*** The records ***

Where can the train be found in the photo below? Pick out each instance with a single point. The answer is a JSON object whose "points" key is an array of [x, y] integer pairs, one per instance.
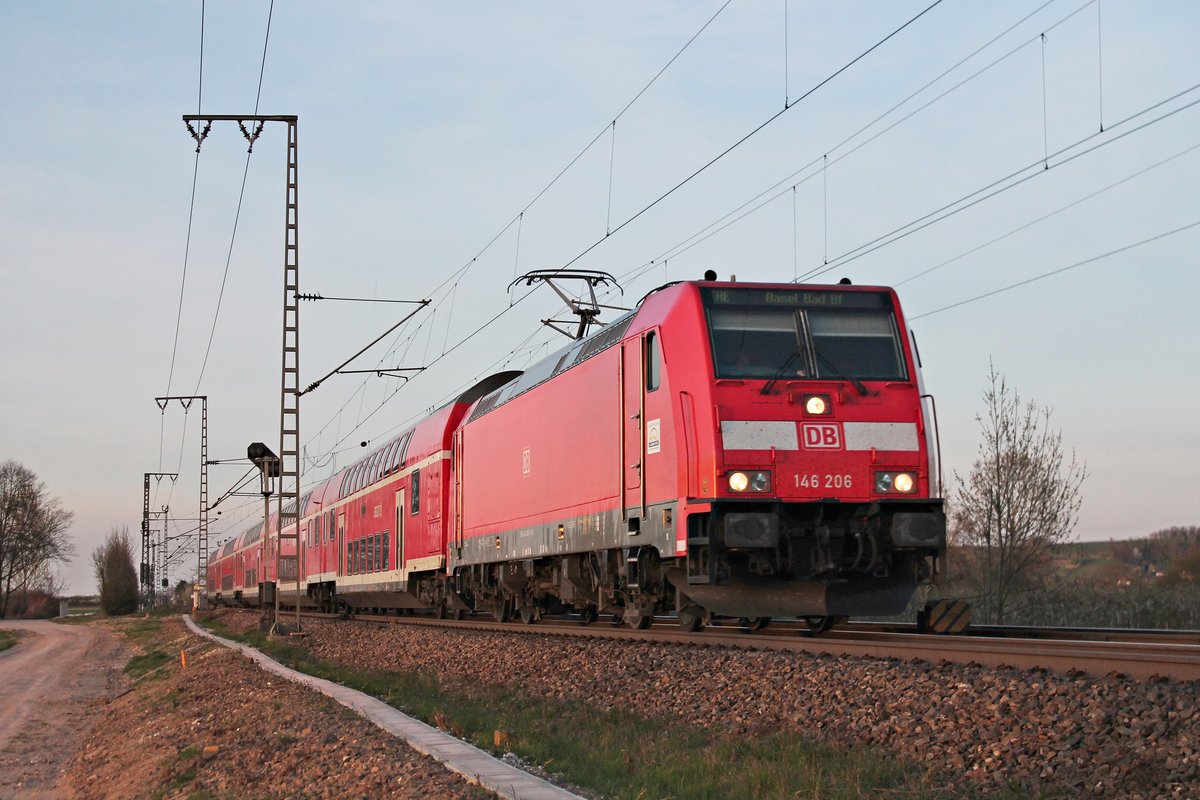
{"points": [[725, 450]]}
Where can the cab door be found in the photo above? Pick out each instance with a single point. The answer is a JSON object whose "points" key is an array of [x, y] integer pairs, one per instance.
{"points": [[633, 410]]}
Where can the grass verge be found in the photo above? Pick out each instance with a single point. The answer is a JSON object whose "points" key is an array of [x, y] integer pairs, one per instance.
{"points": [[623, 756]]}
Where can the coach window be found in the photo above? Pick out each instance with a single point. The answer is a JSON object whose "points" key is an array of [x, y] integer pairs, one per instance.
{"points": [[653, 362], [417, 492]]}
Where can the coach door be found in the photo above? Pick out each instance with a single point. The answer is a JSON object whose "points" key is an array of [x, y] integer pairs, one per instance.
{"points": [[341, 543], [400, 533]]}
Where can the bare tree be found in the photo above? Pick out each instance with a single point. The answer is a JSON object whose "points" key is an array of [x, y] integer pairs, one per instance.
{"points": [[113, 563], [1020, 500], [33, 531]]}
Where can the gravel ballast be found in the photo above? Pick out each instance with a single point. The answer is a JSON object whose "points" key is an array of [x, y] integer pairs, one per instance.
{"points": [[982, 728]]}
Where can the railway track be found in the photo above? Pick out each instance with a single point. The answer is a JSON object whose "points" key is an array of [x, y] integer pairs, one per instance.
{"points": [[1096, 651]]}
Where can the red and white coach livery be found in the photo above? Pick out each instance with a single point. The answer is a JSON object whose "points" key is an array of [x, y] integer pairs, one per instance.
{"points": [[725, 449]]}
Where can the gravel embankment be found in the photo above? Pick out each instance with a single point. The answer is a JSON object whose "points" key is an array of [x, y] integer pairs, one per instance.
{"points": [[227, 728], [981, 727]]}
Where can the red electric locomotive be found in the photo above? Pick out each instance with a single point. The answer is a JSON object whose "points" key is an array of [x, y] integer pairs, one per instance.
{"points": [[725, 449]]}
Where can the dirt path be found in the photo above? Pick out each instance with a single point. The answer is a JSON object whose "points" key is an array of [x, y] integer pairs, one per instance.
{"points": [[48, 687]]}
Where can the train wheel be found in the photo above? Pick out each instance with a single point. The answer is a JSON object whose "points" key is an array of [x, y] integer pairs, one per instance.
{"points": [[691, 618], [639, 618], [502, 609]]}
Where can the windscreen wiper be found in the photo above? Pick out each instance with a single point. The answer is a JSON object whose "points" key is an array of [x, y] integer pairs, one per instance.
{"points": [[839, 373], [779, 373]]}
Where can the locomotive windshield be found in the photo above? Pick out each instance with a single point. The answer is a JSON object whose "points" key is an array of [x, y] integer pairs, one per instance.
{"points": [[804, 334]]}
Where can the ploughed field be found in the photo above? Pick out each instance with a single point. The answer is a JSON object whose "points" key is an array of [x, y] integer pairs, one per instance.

***

Reproduce all of the data above verbatim, omitting the pictures.

Where can the train be found in the photo below? Pick out each instance with a single point. The answer is a JSON object whose "points" key is an array of [x, y] integer pairs, one per instance.
{"points": [[725, 450]]}
Where can the cab door be found in the photo above? Pick out each instance with a single point. The answer is a JSON object whose "points" key is an array of [x, y] integer pairs, one per instance.
{"points": [[633, 410]]}
Where can the grass verge be found in the photo above? Pick out each instance with a single point. The answer is a JSON object whose "points" key is an array of [x, y] integer pairs, one per instance.
{"points": [[623, 756]]}
Where can the coach window be found in the photo above? Pick out each instance with a single point. The answer is a JSON object whose "points" key is an array of [x, y] integer pairs, one per instance.
{"points": [[653, 362], [417, 492]]}
Where can the coach door be found in the photo above? Pick out each instance with a single point. The answer is a JSON object whose "points" key is an array of [x, y] integer pairs, one per instance.
{"points": [[341, 543], [400, 533]]}
Where can the bare tree be found in the photo above? Pick out each instance with a single point. The answer is a JSON object whose "points" key is an array of [x, y] integer pairs, one per instance.
{"points": [[113, 563], [1020, 500], [33, 531]]}
Where can the gravel ballast be found in the photo above? Pick out each instance with a single point. The answer is a JSON object whose "points" key is an array of [x, y] integer pairs, one per instance.
{"points": [[982, 728]]}
Where can the railway track be found in the photo above? Pick out each instance with a single point. The answer is a JSON object whose "points" key is an array of [x, y] integer pairs, one per instance.
{"points": [[1096, 651]]}
Where can the red and white coach livery be found in the photo above? Pick out each instance with a single point. The answer is a JSON object whose "points" key is an array of [x, y] integer pairs, one per instance.
{"points": [[725, 449]]}
Where can the gravel embankment be found in the photo above? Pick out each instance with a single point. The answer is a JSON object whose "points" key is an array of [x, y] integer pairs, one per instance.
{"points": [[227, 728], [981, 727]]}
Where can the red electric locomotive be found in the photo above? Pick out each instance with a single point. The answer is a JSON object whose "points" key is an array of [x, y] integer pairs, one per instance.
{"points": [[725, 449]]}
Where can the dirt path be found in the photo above? Pick out each instance with a single point. The answer is a JSON object whose "points" key is an array of [x, y] integer pairs, one per instance.
{"points": [[48, 687]]}
Where can the train wheel be found in the photo above? Pick out each instance with a single point. The answer is a JSON object whose "points" key is an array of [x, y] integer pairs, one per instance.
{"points": [[691, 618], [639, 618], [502, 609]]}
Where can the windscreen wiper be found in the photo above? Pick out each instance with a single point. The answer is a JSON object whose "points" key is an array of [x, y] integer pairs, one per instance.
{"points": [[839, 373], [779, 373]]}
Where can the locomotive windshield be found in the photo above? Pick out each instance with a single point. The answer is a JSON object whose "points" key is an array of [x, y] integer pairs, one per instance.
{"points": [[804, 334]]}
Where can the ploughed field be found in the photo above? Pick out each instance with a single point. The answer is a JSON object whose "points" key is an array of [x, y] integer pairs, one per instance.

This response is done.